* _Given problem_: Print each line of the data below without changing anything.

Extracted records:
--- Begin ---

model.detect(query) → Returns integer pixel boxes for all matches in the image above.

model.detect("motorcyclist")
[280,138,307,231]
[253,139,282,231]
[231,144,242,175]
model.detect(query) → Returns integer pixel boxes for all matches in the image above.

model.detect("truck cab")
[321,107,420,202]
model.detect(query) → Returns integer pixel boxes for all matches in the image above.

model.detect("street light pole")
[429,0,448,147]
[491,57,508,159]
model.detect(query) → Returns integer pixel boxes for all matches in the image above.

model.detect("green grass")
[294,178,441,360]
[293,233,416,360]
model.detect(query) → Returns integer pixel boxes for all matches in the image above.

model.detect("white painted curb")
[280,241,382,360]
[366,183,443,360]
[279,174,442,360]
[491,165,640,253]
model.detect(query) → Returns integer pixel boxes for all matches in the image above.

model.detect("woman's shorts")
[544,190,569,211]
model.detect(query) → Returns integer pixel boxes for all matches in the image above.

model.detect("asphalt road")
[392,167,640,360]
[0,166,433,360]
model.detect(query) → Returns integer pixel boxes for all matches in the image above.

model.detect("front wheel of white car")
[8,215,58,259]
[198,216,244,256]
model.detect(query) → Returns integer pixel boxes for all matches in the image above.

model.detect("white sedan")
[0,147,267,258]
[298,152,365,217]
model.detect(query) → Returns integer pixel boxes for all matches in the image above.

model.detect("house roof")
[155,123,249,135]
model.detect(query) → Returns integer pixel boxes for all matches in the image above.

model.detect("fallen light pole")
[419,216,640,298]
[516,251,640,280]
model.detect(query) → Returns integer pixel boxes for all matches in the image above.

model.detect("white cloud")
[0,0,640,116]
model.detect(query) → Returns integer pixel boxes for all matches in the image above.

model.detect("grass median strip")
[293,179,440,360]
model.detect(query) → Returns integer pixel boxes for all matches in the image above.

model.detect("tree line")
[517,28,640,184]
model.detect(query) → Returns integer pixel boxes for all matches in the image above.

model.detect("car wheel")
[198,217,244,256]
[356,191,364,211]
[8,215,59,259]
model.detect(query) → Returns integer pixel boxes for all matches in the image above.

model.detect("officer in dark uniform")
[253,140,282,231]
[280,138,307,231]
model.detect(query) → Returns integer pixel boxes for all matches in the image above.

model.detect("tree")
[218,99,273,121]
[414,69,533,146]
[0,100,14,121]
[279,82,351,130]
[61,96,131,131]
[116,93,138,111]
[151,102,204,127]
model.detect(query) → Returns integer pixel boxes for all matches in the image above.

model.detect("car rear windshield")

--- End ---

* _Finished exercise_:
model.detect(query) → Returns integer pixel boxes for all matches in the image above.

model.detect("motorcyclist")
[280,138,307,231]
[253,139,282,231]
[231,144,242,175]
model.detect(query) → Returns integer pixel boxes for all matches in the image above.

model.detect("truck cab")
[321,107,420,202]
model.detect(query) → Returns integer pixel boxes for all matches in the image above.

model.detect("street light pole")
[429,0,448,147]
[491,57,508,159]
model.detect(query) → Returns integer pixel boxes for all matches in the image above.

model.detect("green grass")
[294,178,441,360]
[293,233,416,360]
model.detect(query) → Returns integer pixel boxes for all matches in the image above.

model.detect("white painted curb")
[280,241,382,360]
[366,183,443,360]
[279,174,442,360]
[491,165,640,253]
model.detect(query) → Returns integer pixel boxes for all matches in the image above.

model.detect("woman's shorts")
[544,190,569,211]
model.detect(query) → Returns integer pixel boxes for all matches in the image above.

model.detect("asphalt road")
[392,167,640,360]
[0,166,433,360]
model.detect(query) → Returns integer pixel boxes for all matches in the image above.

model.detect("front wheel of white car")
[8,215,58,259]
[198,216,244,256]
model.detect(query) → Returns integer pixel boxes for all matches in the image above.

model.detect("white sedan")
[0,147,267,258]
[298,152,365,217]
model.detect(query) → Returns integer pixel boxes for all matches in the image above.

model.detect("house roof")
[155,123,249,135]
model.detect(query) → Returns integer pixel boxes for all matches in the image above.

model.detect("fallen light pole")
[419,216,640,298]
[516,251,640,280]
model.detect(query) → Returns integer pixel boxes for all matches in the image above.

model.detect("white cloud")
[0,0,640,116]
model.detect(query) → Returns integer pixel boxes for all matches in the image above.

model.detect("grass median strip")
[293,179,440,360]
model.detect(query) → Returns integer pixel boxes for all matches in the image above.

model.detect("tree line")
[517,28,640,184]
model.detect(query) → Returns integer pixel boxes for all matches in the image above.

model.detect("car wheel")
[198,217,244,256]
[356,191,364,211]
[8,215,59,259]
model.detect(query) → Returns integer pixel boxes for all matches in the image above.

model.detect("officer in dark uniform")
[253,140,282,231]
[280,138,307,231]
model.detect(query) → Returns integer pixel boxes for all matches in the image above.

model.detect("tree")
[218,99,273,121]
[414,69,533,146]
[0,100,14,121]
[279,82,351,130]
[61,96,131,131]
[116,93,138,111]
[151,102,204,127]
model.detect(query) → Returns integer pixel boxes for all matches in the image above.

model.detect("car rear windshield")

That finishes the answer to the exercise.